— TASK OBJECTIVE —
Please pick up the passage about the survival nomogram for stomach cancer patients after its last sentence and write what follows.

— EXCERPTED PASSAGE —
Content starts

This lower concordance rate is interesting and is quite different from the validation study from the West. Novotny et al. [19] investigated the accuracy of the MSKCC nomogram when applied to patients at a German high-volume center. The concordance index was 0.77 and was superior when compared with the predictive ability of AJCC staging (P < 0.008). This discrepancy of c-indices between the East and the West may derive from the differences of clinicopathological characteristics, such as high prevalence of advanced stage, proximal location, or lesser extent of lymph node dissection. Therefore, we think that it is necessary to develop a new nomogram based on the data from Eastern patients.

As expected, our nomogram predicts with a high concordance index; the calibration appeared to be accurate for predicting individual survival. The predicting power of the nomogram was superior to that of AJCC stage system.

Our nomogram has several specific characteristics that differentiate it from previous nomograms. First, we used the N factor as well as the T factor from the 7th AJCC staging system. In our series, the retrieved lymph node count was more than 15 in almost all patients (99 %). Therefore, we can directly adopt the N classification from the AJCC staging system rather than use both numbers of positive and negative nodes, which was required for the nomogram from the MSKCC. Second, tumor location was not a variable in our nomogram because we could not detect survival differences according to the tumor location. In our previous report, we found that the location of tumors was significantly different between the Korean and the U.S. populations [18]. The proportion of cancers in the upper third of the stomach including gastroesophageal junction tumors in Eastern countries was significantly lower than that reported in Western countries [20]. We believe that this ethnic difference is reflected in our nomogram, thus rendering it more suitable for Eastern patients with GC. Third, a notable feature of our nomogram is the focus on 3- and 5-year survivals. Our nomogram can predict both 3- and 5-year survival with less than 5 % difference between predicted and actual probabilities for each quartile. Accurately predicting 3-year survival is particularly meaningful for clinical trials evaluating results of new treatment. Although the 3-year survival has not yet been formally validated as a surrogate measure, preliminary data from the Global Advanced/Adjuvant Stomach Tumor Research International Collaboration group indicate that 3-year disease-free survival is strongly correlated with 5-year overall survival, the benchmark for judging efficacy of adjuvant therapy in GC [21]. Recently, Korean researchers provided remarkable data (CLASSIC) showing a survival benefit for adjuvant chemotherapy in patients with GC [22]. The primary endpoint of this study was 3-year disease-free survival. As expected, the 3-year survival data provide an opportunity for earlier use of new treatment options. Given its accuracy, using our nomogram to predict 3-year survival may provide a great benefit in clinical trials as well as clinical practice.

Content ends

— SUPPLIED MATERIAL —
Content starts

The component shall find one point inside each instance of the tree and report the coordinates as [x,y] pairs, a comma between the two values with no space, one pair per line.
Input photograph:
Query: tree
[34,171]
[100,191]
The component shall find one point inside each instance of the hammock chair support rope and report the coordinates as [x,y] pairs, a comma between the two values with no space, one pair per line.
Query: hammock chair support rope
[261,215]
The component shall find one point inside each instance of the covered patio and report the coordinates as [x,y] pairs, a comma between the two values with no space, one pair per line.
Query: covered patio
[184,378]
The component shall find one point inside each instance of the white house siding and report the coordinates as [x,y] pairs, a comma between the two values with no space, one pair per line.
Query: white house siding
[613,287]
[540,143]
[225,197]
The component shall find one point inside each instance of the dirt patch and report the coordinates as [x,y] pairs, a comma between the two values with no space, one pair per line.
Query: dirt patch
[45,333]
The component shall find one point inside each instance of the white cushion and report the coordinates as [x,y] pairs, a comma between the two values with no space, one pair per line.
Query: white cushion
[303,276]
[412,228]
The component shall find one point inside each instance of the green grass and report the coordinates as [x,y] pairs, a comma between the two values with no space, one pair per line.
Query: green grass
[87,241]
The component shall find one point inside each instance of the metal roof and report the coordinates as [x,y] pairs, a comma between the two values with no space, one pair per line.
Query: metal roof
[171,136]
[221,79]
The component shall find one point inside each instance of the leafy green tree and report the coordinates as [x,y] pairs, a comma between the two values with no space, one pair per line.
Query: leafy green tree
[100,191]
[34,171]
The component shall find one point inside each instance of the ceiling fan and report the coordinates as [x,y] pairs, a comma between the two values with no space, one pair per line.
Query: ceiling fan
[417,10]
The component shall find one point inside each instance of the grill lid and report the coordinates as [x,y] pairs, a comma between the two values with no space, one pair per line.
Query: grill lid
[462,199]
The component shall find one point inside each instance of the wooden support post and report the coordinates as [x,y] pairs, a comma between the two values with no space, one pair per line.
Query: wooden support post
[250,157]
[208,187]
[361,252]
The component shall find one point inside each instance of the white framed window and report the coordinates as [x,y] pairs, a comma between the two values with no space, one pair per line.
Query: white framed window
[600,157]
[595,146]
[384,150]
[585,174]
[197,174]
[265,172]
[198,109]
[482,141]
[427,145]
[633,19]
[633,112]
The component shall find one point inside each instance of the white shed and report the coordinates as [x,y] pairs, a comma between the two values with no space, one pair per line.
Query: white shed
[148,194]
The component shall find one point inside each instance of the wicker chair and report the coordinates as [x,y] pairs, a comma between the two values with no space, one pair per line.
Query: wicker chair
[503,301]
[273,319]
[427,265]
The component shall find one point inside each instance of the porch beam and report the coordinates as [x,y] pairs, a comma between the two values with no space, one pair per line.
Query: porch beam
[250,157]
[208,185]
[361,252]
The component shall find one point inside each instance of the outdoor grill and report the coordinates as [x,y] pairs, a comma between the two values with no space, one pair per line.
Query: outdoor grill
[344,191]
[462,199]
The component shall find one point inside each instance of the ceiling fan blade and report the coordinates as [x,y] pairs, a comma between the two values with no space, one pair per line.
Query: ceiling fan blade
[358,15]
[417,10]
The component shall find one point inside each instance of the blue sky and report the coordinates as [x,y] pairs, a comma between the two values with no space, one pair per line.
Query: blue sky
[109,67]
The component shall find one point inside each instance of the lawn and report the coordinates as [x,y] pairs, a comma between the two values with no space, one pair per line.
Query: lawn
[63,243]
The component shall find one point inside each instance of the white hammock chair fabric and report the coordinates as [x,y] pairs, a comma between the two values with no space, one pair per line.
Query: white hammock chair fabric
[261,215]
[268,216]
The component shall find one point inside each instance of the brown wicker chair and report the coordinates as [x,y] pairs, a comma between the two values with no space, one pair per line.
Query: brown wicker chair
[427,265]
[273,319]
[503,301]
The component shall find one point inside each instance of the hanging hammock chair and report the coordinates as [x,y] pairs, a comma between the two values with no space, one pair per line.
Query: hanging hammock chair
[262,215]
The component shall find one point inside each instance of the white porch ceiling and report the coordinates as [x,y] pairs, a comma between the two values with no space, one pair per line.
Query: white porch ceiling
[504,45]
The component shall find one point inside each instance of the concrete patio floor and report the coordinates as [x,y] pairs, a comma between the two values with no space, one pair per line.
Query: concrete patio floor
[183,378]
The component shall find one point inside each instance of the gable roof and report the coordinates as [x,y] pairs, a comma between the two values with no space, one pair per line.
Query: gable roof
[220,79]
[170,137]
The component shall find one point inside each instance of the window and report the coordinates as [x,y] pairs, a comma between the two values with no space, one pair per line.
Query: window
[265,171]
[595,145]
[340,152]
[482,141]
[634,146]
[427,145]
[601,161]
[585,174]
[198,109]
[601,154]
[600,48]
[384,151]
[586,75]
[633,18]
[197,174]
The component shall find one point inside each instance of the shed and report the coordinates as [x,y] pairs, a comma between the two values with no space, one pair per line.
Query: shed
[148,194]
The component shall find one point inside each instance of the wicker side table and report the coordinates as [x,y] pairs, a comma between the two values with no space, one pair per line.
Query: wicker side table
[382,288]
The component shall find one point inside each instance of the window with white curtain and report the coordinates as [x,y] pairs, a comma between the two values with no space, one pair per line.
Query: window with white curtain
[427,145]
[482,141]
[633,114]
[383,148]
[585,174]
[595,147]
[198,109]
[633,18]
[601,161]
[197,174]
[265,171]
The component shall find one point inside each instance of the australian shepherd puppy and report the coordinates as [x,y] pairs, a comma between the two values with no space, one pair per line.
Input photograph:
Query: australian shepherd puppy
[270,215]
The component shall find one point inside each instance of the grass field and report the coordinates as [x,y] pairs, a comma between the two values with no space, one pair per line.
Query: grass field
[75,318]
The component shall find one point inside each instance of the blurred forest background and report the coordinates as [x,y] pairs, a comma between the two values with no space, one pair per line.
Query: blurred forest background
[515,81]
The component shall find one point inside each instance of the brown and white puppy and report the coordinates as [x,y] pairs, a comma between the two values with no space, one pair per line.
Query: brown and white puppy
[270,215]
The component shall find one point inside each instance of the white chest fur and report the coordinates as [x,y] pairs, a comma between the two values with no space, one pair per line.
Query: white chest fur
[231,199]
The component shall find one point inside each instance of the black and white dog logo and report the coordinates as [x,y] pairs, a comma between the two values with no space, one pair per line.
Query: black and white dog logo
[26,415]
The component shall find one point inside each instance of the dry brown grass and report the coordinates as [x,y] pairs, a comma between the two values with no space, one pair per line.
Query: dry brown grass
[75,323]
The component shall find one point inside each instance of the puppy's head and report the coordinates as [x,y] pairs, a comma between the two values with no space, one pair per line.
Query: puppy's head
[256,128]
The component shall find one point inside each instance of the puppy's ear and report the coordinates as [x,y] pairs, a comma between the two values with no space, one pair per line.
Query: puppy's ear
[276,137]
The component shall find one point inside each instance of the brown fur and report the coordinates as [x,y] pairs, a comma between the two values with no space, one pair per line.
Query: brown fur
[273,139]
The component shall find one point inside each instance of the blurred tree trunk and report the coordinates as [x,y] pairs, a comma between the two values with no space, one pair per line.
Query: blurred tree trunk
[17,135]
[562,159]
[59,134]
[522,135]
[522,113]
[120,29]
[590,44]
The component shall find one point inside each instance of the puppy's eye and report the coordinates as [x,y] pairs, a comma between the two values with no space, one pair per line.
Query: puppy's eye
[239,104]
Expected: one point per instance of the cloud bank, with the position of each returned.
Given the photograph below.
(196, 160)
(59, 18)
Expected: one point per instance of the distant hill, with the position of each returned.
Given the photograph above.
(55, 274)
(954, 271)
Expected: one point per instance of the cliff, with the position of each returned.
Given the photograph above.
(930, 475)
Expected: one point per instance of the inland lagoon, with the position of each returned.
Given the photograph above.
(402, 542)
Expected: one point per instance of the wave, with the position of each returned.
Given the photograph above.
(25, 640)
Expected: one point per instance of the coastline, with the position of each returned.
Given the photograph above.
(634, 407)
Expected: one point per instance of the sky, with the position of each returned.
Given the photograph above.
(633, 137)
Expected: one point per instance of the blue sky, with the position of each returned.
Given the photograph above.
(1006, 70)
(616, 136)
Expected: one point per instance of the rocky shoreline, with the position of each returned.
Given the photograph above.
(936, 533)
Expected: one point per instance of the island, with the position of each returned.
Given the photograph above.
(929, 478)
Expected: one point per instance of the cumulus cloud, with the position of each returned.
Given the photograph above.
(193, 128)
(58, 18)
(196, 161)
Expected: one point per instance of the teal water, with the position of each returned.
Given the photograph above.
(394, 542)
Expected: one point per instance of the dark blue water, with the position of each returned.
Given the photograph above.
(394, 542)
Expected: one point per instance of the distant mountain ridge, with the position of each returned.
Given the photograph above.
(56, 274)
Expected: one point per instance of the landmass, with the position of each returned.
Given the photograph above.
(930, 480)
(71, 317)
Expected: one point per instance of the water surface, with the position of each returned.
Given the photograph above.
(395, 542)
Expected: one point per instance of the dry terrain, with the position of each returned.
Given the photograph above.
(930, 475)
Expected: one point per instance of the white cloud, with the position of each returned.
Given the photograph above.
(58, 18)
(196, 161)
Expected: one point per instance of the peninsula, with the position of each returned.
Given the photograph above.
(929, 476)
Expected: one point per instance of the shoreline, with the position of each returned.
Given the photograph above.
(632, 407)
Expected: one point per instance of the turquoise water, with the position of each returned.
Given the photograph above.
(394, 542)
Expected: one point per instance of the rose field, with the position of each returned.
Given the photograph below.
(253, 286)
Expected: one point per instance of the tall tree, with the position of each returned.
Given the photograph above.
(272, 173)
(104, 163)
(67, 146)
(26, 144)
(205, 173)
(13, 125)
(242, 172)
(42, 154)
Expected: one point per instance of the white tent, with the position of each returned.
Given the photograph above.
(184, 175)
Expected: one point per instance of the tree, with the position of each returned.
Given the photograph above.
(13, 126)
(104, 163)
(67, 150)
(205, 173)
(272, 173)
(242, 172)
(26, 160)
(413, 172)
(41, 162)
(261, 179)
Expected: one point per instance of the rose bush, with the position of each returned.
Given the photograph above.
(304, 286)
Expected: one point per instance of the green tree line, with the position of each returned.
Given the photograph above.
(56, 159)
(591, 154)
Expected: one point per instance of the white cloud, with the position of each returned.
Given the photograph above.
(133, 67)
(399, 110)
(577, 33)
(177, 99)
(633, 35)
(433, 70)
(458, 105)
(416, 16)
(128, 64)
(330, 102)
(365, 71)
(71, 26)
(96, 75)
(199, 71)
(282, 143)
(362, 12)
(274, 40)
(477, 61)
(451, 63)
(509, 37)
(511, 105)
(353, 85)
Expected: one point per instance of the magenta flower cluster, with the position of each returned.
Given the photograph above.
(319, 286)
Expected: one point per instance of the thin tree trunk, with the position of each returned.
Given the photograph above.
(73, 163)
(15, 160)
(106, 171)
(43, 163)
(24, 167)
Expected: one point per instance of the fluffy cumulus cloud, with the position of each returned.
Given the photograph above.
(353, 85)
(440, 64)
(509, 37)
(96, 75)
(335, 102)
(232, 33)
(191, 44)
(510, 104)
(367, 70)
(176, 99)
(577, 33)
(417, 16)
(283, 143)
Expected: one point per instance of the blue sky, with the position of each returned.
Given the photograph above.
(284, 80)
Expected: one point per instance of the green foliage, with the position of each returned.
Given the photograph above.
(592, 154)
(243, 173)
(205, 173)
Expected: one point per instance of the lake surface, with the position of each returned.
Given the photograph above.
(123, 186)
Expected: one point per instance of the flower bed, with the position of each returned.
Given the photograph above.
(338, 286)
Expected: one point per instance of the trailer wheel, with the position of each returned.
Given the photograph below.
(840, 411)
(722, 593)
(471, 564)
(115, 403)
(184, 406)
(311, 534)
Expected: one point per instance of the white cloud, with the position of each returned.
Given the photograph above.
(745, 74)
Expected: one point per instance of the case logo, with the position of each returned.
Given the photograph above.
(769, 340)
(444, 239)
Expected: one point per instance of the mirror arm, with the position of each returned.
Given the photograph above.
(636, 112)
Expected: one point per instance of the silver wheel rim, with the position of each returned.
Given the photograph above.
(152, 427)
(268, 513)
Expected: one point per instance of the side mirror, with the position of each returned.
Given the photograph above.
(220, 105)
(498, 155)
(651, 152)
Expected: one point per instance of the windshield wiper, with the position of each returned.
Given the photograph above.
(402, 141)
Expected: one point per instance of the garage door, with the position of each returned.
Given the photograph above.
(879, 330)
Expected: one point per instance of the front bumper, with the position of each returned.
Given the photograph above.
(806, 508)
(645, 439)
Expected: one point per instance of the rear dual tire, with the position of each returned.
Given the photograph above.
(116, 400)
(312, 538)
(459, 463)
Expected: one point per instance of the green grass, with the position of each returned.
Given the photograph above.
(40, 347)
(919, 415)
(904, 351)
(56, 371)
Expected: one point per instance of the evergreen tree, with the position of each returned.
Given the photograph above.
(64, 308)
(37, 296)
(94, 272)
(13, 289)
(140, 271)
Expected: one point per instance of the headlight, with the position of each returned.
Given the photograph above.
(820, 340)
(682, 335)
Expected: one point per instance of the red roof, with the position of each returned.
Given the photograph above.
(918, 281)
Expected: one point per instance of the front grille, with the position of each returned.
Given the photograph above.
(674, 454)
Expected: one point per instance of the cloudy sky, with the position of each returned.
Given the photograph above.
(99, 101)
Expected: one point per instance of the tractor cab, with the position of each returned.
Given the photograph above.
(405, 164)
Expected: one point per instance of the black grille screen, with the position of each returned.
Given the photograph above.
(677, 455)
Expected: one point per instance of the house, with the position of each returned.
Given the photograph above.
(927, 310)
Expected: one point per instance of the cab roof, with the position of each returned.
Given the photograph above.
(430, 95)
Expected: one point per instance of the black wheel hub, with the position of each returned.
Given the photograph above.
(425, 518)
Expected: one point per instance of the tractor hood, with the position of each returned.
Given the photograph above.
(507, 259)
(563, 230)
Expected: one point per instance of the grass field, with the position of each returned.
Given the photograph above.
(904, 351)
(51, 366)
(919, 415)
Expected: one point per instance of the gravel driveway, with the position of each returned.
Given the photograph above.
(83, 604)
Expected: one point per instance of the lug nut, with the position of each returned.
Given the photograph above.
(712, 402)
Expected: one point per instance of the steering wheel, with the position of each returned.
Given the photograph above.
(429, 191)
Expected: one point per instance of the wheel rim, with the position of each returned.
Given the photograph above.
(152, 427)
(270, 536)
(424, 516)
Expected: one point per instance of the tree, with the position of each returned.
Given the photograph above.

Content ends

— ANSWER TO THIS TASK —
Despite these strengths, this study has critical limitation in terms of validation. We did not use completely outside data sets from other hospitals, but used our data for an external validation, and strictly speaking, the data set for external validation should be described as internal validation. We believed that treatment outcomes and surgery policy would differ among countries; this could be the most stringent external validation. These aspects also would differ even among institutions in the same country; this could be the less stringent external validation. For development and validation of this nomogram, we evenly divided our data, consisting of more than 1,600 cases, into two sets. Although the validation set also came from our data, we believe it can be regarded as an external validation. It is just outside the test set, and could be the least stringent form of external validation.

In summary, our nomogram improves the ability to predict individual patient survival compared with the TNM staging system. To the best of our knowledge, it is the first nomogram developed from a high-volume center in Asia where radical surgery with extended lymph node dissection is the standard surgical treatment for GC. External validation from other institutions may facilitate wider use of this prognostic nomogram.